#### Written exercise
Select every line of the records that contains the string "road", matching case exactly, and copy each line in full.

[Begin Information provided]

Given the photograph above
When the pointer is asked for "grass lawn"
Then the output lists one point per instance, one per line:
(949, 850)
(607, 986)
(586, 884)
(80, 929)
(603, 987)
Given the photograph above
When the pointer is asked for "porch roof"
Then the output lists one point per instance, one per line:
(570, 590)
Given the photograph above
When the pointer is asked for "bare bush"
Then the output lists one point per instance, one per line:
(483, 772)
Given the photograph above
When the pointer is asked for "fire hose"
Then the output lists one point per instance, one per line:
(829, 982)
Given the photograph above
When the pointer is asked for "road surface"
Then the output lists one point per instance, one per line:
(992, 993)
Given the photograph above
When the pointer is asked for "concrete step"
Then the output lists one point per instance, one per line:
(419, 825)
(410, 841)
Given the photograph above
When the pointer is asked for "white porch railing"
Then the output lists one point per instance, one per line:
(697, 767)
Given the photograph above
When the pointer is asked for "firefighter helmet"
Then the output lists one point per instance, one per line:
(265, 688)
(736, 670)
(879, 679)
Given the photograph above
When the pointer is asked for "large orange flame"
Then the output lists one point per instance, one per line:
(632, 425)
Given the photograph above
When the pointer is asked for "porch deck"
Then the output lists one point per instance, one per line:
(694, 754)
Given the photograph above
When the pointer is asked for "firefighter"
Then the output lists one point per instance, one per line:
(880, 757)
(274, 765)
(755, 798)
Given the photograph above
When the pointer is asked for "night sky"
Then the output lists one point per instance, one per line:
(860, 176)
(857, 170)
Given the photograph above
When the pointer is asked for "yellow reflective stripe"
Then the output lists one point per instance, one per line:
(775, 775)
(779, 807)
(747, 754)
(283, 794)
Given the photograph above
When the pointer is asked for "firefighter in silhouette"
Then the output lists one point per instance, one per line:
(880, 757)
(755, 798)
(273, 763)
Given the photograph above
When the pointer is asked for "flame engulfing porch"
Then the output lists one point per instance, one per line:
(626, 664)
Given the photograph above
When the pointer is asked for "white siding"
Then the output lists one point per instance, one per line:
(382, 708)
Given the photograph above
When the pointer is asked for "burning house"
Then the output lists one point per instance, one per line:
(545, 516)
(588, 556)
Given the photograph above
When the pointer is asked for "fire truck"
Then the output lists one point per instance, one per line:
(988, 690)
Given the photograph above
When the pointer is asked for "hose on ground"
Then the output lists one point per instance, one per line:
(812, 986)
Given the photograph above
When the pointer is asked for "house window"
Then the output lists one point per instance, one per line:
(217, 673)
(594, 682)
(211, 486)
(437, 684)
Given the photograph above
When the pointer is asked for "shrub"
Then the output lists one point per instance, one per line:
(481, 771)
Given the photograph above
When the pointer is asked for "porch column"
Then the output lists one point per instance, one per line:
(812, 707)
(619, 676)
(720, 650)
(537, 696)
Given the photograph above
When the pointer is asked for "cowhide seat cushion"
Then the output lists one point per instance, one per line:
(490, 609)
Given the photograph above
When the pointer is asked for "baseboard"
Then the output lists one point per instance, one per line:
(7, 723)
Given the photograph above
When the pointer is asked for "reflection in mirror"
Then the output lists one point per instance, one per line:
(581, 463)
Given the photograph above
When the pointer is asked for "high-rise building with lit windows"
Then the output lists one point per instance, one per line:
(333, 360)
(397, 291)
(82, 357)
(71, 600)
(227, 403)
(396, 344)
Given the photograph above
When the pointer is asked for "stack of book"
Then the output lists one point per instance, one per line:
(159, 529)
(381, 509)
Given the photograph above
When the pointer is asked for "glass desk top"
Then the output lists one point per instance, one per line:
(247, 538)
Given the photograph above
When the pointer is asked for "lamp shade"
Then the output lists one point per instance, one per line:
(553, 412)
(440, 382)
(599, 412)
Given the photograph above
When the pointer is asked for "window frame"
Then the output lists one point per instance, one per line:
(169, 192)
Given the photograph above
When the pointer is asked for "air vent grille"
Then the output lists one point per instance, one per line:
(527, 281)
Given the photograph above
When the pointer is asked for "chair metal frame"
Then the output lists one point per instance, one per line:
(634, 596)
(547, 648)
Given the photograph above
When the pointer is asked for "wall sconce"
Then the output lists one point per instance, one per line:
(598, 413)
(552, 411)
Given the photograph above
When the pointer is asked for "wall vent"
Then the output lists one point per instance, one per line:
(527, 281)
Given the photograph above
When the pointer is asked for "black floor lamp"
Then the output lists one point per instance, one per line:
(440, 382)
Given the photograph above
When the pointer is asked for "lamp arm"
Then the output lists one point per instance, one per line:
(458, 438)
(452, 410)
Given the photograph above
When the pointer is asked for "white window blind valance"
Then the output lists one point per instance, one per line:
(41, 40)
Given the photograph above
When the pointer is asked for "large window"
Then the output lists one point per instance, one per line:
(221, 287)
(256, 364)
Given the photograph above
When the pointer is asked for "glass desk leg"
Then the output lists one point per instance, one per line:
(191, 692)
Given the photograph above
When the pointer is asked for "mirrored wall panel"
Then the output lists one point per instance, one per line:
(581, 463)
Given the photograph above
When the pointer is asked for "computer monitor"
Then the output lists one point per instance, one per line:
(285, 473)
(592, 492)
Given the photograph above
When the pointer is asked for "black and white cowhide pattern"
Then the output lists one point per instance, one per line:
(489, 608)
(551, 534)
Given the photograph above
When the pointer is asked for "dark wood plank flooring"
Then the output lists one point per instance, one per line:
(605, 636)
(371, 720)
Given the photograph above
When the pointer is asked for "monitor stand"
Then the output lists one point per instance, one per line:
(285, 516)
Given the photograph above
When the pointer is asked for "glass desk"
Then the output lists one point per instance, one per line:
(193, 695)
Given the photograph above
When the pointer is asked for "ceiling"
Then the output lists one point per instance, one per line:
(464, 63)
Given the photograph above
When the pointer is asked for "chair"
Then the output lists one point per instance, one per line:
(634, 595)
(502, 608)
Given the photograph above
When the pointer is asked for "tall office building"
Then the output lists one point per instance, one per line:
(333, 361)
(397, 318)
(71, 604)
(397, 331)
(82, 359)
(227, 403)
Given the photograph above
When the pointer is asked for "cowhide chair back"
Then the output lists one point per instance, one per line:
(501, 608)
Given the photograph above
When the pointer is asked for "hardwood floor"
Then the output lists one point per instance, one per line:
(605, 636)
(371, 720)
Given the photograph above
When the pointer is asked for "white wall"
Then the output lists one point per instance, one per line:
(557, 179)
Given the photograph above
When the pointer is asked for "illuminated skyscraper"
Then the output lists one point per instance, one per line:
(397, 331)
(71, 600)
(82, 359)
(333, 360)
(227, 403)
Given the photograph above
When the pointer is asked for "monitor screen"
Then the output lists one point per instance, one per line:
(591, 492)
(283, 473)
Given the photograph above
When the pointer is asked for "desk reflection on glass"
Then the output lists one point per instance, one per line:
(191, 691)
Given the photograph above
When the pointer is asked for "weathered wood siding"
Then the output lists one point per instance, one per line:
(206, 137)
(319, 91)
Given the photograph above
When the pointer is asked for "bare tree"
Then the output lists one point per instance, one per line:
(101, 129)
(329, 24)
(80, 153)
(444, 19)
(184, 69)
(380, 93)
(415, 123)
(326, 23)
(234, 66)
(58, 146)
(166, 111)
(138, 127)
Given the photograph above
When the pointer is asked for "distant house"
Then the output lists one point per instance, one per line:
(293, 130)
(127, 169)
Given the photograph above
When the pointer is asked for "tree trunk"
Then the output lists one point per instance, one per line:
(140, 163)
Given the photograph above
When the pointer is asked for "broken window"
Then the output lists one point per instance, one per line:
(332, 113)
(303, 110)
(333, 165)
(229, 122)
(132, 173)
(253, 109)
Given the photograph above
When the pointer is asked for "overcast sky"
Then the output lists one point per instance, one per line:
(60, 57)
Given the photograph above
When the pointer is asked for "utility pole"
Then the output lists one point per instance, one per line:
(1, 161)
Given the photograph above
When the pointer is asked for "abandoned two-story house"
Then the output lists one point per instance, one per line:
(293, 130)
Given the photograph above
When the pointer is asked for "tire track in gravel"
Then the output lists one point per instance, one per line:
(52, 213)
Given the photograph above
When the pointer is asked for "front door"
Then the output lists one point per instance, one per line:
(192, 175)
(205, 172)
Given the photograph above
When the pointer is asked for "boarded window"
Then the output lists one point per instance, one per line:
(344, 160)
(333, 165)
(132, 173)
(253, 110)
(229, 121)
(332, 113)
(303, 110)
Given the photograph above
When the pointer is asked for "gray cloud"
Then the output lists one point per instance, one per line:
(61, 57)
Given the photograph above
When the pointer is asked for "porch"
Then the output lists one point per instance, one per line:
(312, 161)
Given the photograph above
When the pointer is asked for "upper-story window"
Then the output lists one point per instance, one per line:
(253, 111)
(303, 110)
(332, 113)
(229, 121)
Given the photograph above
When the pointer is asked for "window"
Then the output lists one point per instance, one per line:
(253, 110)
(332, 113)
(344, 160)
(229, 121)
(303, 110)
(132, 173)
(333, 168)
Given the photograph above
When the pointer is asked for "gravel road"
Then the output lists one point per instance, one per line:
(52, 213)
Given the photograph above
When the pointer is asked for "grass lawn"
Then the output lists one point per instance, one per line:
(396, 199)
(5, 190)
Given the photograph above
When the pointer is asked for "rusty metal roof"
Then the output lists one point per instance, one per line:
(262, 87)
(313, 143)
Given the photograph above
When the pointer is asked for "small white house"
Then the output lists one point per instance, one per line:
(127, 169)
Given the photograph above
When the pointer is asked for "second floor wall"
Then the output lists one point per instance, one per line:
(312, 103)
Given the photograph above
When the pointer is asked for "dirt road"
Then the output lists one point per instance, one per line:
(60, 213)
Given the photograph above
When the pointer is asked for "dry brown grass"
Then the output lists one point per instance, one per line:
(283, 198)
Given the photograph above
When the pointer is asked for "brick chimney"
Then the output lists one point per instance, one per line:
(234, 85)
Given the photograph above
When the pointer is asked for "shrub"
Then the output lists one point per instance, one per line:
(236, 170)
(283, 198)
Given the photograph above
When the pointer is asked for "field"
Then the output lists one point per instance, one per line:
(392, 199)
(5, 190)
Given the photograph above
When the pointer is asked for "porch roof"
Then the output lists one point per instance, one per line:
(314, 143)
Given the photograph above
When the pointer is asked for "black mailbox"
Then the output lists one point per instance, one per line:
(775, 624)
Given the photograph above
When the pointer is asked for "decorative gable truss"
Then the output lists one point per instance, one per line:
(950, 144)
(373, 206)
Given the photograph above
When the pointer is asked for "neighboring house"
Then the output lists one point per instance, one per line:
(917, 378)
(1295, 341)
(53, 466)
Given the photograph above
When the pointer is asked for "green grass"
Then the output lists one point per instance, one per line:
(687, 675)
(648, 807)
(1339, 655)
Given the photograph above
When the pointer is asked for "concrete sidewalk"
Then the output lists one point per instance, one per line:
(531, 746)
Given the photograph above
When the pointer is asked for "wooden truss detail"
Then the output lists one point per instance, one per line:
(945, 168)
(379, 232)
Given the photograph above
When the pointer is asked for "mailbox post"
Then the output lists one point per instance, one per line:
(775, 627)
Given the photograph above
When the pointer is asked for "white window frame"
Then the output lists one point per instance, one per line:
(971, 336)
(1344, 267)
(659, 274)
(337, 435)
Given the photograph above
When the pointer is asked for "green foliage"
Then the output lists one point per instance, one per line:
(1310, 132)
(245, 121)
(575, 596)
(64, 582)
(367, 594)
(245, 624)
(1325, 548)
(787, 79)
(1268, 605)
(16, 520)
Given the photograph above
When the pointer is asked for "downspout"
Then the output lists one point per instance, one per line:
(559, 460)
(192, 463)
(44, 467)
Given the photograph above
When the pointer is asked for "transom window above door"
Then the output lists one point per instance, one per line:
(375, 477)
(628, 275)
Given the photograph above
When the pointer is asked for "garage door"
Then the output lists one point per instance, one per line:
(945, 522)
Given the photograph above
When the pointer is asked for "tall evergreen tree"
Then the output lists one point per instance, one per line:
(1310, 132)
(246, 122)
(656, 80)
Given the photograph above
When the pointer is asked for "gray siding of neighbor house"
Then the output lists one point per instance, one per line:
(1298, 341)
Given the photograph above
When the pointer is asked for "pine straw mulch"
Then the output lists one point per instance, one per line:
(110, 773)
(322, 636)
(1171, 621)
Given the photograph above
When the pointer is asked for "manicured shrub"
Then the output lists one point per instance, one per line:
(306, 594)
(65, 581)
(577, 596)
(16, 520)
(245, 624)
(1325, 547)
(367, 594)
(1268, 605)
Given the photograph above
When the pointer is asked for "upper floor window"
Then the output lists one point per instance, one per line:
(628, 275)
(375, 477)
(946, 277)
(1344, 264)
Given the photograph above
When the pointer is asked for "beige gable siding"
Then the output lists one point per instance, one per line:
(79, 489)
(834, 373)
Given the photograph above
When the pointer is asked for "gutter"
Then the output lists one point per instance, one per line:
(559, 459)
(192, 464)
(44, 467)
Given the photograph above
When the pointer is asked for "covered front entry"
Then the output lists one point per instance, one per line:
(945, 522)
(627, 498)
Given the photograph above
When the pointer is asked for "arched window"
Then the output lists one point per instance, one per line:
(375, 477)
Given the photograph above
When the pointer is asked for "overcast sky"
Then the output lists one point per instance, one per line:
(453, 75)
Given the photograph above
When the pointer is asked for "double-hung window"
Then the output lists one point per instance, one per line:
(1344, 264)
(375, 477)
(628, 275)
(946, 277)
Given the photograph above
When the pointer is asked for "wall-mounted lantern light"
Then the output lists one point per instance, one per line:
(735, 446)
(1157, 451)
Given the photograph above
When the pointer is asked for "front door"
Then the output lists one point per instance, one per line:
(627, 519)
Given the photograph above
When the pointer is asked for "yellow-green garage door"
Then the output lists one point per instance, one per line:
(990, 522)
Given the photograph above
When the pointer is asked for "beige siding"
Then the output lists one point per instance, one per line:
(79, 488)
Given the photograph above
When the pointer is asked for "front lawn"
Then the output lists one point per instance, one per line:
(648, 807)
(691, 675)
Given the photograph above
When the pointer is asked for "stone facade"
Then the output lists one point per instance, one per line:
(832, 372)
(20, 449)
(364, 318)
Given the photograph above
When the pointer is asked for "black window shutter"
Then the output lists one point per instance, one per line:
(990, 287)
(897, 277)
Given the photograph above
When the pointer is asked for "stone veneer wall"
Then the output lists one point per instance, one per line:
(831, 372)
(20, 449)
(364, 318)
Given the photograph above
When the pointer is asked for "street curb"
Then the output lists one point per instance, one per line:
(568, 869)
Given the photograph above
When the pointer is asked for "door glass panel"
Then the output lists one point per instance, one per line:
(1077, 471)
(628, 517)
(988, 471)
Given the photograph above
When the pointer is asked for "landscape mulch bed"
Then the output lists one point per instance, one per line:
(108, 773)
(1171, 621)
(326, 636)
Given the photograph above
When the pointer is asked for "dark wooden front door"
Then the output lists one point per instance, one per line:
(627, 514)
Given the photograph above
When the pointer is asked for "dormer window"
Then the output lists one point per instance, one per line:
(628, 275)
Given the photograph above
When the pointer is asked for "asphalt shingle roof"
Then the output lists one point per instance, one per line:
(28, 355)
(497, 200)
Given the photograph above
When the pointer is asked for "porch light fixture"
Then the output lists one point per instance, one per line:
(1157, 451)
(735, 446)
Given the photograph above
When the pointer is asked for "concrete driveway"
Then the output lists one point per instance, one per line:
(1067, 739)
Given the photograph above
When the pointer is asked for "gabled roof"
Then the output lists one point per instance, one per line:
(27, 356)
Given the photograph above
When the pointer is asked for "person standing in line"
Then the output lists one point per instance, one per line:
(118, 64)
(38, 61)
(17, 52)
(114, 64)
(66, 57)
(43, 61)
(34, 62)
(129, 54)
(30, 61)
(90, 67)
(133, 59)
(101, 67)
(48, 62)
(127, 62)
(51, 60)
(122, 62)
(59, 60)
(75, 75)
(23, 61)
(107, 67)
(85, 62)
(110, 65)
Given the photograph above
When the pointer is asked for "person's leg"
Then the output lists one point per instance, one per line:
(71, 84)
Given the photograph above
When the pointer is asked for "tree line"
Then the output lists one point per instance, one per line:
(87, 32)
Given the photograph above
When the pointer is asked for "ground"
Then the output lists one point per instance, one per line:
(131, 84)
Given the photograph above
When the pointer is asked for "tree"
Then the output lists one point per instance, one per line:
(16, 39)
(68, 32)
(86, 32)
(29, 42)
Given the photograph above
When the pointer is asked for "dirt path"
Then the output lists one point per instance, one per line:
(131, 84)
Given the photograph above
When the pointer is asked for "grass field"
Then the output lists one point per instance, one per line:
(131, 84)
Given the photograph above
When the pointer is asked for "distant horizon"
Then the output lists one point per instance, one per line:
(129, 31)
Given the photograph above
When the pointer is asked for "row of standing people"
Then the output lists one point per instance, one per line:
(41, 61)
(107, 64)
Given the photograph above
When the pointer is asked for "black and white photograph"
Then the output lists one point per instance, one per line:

[End Information provided]

#### Exercise output
When the pointer is asked for "road surface"
When the pointer is asked for "gravel road"
When the pointer is asked for "dirt road"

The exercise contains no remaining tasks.